Exercise aim
Convert the material below into a JSON list of strings, one string per line and no blank lines.

╭─ Information supplied

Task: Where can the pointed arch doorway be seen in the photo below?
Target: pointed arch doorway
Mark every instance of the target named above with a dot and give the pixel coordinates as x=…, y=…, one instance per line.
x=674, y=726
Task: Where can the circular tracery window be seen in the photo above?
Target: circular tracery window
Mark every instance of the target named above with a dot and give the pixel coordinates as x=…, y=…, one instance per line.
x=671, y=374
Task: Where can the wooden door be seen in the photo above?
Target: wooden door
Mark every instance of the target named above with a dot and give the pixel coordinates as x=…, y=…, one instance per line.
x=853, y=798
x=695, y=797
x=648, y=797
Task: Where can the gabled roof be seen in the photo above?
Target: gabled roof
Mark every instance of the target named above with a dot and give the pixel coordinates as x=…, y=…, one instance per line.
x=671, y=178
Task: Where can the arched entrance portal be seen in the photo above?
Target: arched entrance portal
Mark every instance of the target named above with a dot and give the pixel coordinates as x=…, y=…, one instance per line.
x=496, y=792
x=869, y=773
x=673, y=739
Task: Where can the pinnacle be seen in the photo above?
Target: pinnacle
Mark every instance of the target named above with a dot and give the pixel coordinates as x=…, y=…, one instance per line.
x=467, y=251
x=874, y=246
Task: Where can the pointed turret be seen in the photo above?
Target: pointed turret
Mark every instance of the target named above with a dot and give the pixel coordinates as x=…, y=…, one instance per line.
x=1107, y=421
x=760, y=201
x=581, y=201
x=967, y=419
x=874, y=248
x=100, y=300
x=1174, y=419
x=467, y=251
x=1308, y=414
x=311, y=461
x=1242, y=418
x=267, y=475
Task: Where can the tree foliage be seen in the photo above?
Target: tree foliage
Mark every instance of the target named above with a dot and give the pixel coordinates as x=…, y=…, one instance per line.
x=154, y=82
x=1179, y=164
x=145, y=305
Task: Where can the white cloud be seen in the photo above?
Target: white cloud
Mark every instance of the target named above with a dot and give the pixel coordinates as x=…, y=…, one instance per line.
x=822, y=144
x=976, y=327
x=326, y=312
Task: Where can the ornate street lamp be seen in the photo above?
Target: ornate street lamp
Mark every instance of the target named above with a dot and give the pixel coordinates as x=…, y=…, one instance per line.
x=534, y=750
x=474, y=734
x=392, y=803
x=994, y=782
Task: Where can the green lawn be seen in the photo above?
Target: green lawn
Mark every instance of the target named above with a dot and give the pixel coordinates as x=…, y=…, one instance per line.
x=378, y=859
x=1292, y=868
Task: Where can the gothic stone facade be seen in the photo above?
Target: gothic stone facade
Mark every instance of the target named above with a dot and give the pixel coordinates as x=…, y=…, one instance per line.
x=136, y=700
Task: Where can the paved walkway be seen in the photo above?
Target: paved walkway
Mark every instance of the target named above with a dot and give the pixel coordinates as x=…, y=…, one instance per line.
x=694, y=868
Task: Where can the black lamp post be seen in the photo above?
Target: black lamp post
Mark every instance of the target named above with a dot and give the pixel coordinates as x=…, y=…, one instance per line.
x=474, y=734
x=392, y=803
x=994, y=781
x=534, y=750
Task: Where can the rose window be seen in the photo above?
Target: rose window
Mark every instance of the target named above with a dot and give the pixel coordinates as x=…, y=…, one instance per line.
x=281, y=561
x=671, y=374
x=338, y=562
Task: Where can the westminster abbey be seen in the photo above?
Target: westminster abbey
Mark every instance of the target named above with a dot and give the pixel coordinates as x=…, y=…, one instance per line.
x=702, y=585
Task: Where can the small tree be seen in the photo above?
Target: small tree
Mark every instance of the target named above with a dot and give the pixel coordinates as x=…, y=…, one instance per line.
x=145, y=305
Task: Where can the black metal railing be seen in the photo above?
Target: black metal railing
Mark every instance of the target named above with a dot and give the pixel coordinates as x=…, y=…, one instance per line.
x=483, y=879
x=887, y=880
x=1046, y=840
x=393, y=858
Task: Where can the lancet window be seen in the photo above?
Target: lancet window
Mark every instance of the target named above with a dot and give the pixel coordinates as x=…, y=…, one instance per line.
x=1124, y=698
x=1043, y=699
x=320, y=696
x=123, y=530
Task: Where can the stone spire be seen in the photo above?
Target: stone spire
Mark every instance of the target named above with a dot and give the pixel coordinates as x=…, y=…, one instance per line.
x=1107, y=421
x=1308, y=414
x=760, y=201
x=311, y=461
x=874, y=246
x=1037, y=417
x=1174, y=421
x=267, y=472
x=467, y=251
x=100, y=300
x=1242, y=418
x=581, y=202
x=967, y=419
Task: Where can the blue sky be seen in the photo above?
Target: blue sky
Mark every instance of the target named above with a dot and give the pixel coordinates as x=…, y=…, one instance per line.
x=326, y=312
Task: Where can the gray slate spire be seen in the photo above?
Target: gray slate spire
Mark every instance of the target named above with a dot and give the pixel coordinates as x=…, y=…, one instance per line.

╰─

The output
[
  "Task: Where can the pointed arch doorway be seen in the photo below?",
  "Target: pointed arch doorway",
  "Mark every instance of the target named above with a dot and give the pixel coordinates as x=…, y=…, one instance per line.",
  "x=674, y=726",
  "Task: Where can the circular tracery window be seen in the photo above?",
  "Target: circular tracery window",
  "Mark every instance of the target named above with a dot and give the pixel coordinates as x=…, y=…, one instance per line.",
  "x=671, y=374",
  "Task: Where can the wooden door be seen in the photo above?",
  "Target: wooden door",
  "Mark every instance of the target named above with a dot and give the pixel coordinates as x=…, y=…, one instance per line.",
  "x=853, y=798",
  "x=695, y=797",
  "x=648, y=797",
  "Task: Where can the gabled roof be seen in the photo above?",
  "Target: gabled roof",
  "Mark every instance of the target named above with a dot and give the pixel coordinates as x=…, y=…, one instance per line.",
  "x=671, y=178",
  "Task: Where can the arched entrance portal be seen in the photo above?",
  "Target: arched entrance portal",
  "Mark every instance of the target named above with a dot and give the pixel coordinates as x=…, y=…, one instance per line.",
  "x=496, y=792",
  "x=869, y=773",
  "x=673, y=739",
  "Task: Where can the pinnacle be seen in the photo above?",
  "Target: pinnacle",
  "Mark every instance of the target named above with a dot and give the pixel coordinates as x=…, y=…, one instance per line.",
  "x=467, y=251",
  "x=874, y=246",
  "Task: Where can the pointed turret be seen in the photo above?",
  "Target: pointed turret",
  "Mark every instance of the target named above with a dot and give the pixel coordinates as x=…, y=…, one instance per line.",
  "x=1107, y=421",
  "x=760, y=201",
  "x=581, y=201",
  "x=967, y=419",
  "x=874, y=248",
  "x=100, y=300",
  "x=1174, y=419",
  "x=467, y=251",
  "x=1308, y=414",
  "x=311, y=461",
  "x=1242, y=418",
  "x=267, y=475",
  "Task: Where can the tree foliage be seen in the photo above?",
  "Target: tree foliage",
  "Mark every instance of the target named above with a dot and give the pixel coordinates as x=…, y=…, one instance per line.",
  "x=154, y=82",
  "x=1179, y=164",
  "x=145, y=305",
  "Task: Where can the white cloud be seen in the photo above?",
  "Target: white cloud",
  "Mark every instance of the target named above with a dot and give the pixel coordinates as x=…, y=…, one instance per line.",
  "x=822, y=144",
  "x=976, y=327",
  "x=326, y=312",
  "Task: Where can the ornate street lamp be seen in the photo above?",
  "Target: ornate street lamp",
  "Mark every instance of the target named above with a dot and give the pixel coordinates as x=…, y=…, one instance per line.",
  "x=534, y=750",
  "x=474, y=734",
  "x=392, y=803",
  "x=994, y=782",
  "Task: Where can the green lawn be seen in the photo above?",
  "Target: green lawn",
  "Mark every instance of the target named above with a dot and give the pixel coordinates as x=…, y=…, one instance per line.",
  "x=378, y=859",
  "x=1292, y=868",
  "Task: Where can the gothic stone facade be seen in the photo above?",
  "Target: gothic stone facade",
  "Mark every instance of the target named above with a dot and give the pixel coordinates as x=…, y=…, one instance per line.",
  "x=136, y=700",
  "Task: Where can the paved walkway be seen in the photo above?",
  "Target: paved walkway",
  "Mark every instance of the target named above with a dot and give the pixel coordinates as x=…, y=…, one instance per line.",
  "x=694, y=868",
  "Task: Where can the black lamp post be seen in the photo above?",
  "Target: black lamp post",
  "Mark every instance of the target named above with a dot and give the pixel coordinates as x=…, y=…, one instance per line.",
  "x=474, y=734",
  "x=392, y=803",
  "x=994, y=781",
  "x=534, y=750",
  "Task: Where can the rose window be seen in the photo above?",
  "Target: rose window",
  "Mark every instance of the target named above with a dot and give the pixel coordinates as x=…, y=…, one instance per line.",
  "x=281, y=561",
  "x=671, y=374",
  "x=338, y=562",
  "Task: Where can the westminster abbey be seen in the photo above?",
  "Target: westminster abbey",
  "Mark every instance of the target named above with a dot and give the pixel coordinates as x=…, y=…, one instance per line.",
  "x=702, y=585",
  "Task: Where can the small tree be seen in the photo above?",
  "Target: small tree",
  "Mark every instance of the target named above with a dot and give the pixel coordinates as x=…, y=…, one instance per line.",
  "x=145, y=305",
  "Task: Where can the black metal railing be seen in the photo above?",
  "Target: black metal railing",
  "Mark every instance of the target named above with a dot and give the pixel coordinates as x=…, y=…, one instance per line.",
  "x=483, y=879",
  "x=887, y=880",
  "x=1046, y=840",
  "x=393, y=858",
  "Task: Where can the lancet window be seen in the photo above?",
  "Target: lancet window",
  "Mark every instance of the target named above with a dot and give the pixel coordinates as x=…, y=…, one instance per line.",
  "x=1124, y=698",
  "x=1043, y=699",
  "x=320, y=696",
  "x=123, y=530",
  "Task: Where can the stone spire be seen in the photo above?",
  "Target: stone spire",
  "Mark every instance of the target named above with a dot and give the pixel coordinates as x=…, y=…, one instance per line.",
  "x=1107, y=421",
  "x=1308, y=414",
  "x=760, y=201",
  "x=311, y=461",
  "x=874, y=246",
  "x=1037, y=417",
  "x=1174, y=421",
  "x=267, y=472",
  "x=467, y=251",
  "x=100, y=300",
  "x=1242, y=418",
  "x=581, y=202",
  "x=967, y=419",
  "Task: Where can the blue sky be seen in the photo above?",
  "Target: blue sky",
  "Mark every instance of the target named above with a dot and give the pixel coordinates as x=…, y=…, one instance per line.",
  "x=326, y=312",
  "Task: Where can the gray slate spire be seen in the photo above?",
  "Target: gray slate spire",
  "Mark every instance of the target named above with a dot and give the pixel coordinates as x=…, y=…, one instance per line."
]